# [Text for analysis]
I’m a little exhausted.

I don’t like to complain about being tired. I didn’t, after all, give birth or anything today – like some people!

But last night when I knew my sister was going to the hosptial, feeling contractions, I really couldn’t sleep.

I was worried about her being in pain. I was worried they would send her home again. I was worried about the baby. I was even worried about my mom being worried.

If you’ve read my blog before, you may know that 1) my family is the most important thing in my life; and 2) I’m prone to worrying… so my sister going into labor didn’t exactly spell “relaxing night” for me.

I spent the first half of the night online, catching up on blogs that I haven’t had time to read lately. When I was finally unable to keep my eyes open anymore, I got into bed, contorting myself so as not to disturb my sleeping doggies, Big Boy and Poopy Girl.

I woke up this morning with Big Boy snuggling right next to me (his head on Daddy’s pillow!). I was still nervous about my sister and the baby. I checked my cell phone to see if I had missed any calls or text messages. Nothing.

# [Material provided]
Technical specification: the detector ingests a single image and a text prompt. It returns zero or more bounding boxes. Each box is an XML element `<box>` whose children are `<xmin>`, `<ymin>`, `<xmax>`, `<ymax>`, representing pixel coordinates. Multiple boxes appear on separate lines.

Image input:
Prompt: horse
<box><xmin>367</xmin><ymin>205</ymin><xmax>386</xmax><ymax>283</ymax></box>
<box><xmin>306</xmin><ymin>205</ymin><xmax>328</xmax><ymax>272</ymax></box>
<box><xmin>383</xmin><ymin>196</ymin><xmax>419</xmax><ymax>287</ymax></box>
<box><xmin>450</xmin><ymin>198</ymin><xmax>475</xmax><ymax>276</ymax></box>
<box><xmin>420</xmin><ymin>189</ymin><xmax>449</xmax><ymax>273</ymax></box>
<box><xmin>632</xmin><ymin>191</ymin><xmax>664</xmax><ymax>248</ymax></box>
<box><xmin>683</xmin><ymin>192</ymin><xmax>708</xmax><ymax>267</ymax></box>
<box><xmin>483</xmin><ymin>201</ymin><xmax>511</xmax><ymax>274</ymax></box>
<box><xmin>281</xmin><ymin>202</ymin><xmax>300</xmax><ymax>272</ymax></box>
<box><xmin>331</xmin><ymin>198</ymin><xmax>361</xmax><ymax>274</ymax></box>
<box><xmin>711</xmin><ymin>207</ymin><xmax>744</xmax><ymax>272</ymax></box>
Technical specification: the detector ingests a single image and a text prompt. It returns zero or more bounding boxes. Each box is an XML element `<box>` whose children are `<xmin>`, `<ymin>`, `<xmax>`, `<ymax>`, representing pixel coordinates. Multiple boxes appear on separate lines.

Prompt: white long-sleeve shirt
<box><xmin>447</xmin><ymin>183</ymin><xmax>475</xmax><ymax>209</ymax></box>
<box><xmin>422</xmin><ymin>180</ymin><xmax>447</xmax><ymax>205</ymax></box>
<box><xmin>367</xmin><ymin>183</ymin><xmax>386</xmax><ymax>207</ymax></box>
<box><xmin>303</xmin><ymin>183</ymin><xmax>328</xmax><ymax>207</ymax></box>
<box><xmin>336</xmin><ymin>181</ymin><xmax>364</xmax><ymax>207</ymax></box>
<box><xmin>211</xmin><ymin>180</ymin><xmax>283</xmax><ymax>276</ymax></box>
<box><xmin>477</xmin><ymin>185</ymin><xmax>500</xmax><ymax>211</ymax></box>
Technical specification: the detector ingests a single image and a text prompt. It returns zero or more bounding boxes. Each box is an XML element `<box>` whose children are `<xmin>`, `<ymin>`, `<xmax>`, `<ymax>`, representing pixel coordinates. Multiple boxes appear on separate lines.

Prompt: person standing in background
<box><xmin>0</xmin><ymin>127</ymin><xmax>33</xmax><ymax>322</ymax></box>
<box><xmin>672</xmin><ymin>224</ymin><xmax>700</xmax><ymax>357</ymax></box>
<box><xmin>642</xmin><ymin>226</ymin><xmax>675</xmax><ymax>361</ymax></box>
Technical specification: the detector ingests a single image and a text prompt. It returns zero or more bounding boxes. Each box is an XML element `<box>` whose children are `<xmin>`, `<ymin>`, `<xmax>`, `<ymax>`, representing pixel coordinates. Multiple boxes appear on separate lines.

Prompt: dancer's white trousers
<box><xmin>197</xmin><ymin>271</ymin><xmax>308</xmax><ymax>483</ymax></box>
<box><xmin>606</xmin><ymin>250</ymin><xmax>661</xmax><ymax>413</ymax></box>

# [Work task 1]
What are the names of the two dogs mentioned in the blog post about the sister going into labor?
# [Work task 2]
Return the passage of the blog post that opens with the words containing "I don’t like" and closes with "mom being worried.", copied exactly.

# [Exercise solution 1]
Big Boy and Poopy Girl.

# [Exercise solution 2]
I don’t like to complain about being tired. I didn’t, after all, give birth or anything today – like some people!

But last night when I knew my sister was going to the hosptial, feeling contractions, I really couldn’t sleep.

I was worried about her being in pain. I was worried they would send her home again. I was worried about the baby. I was even worried about my mom being worried.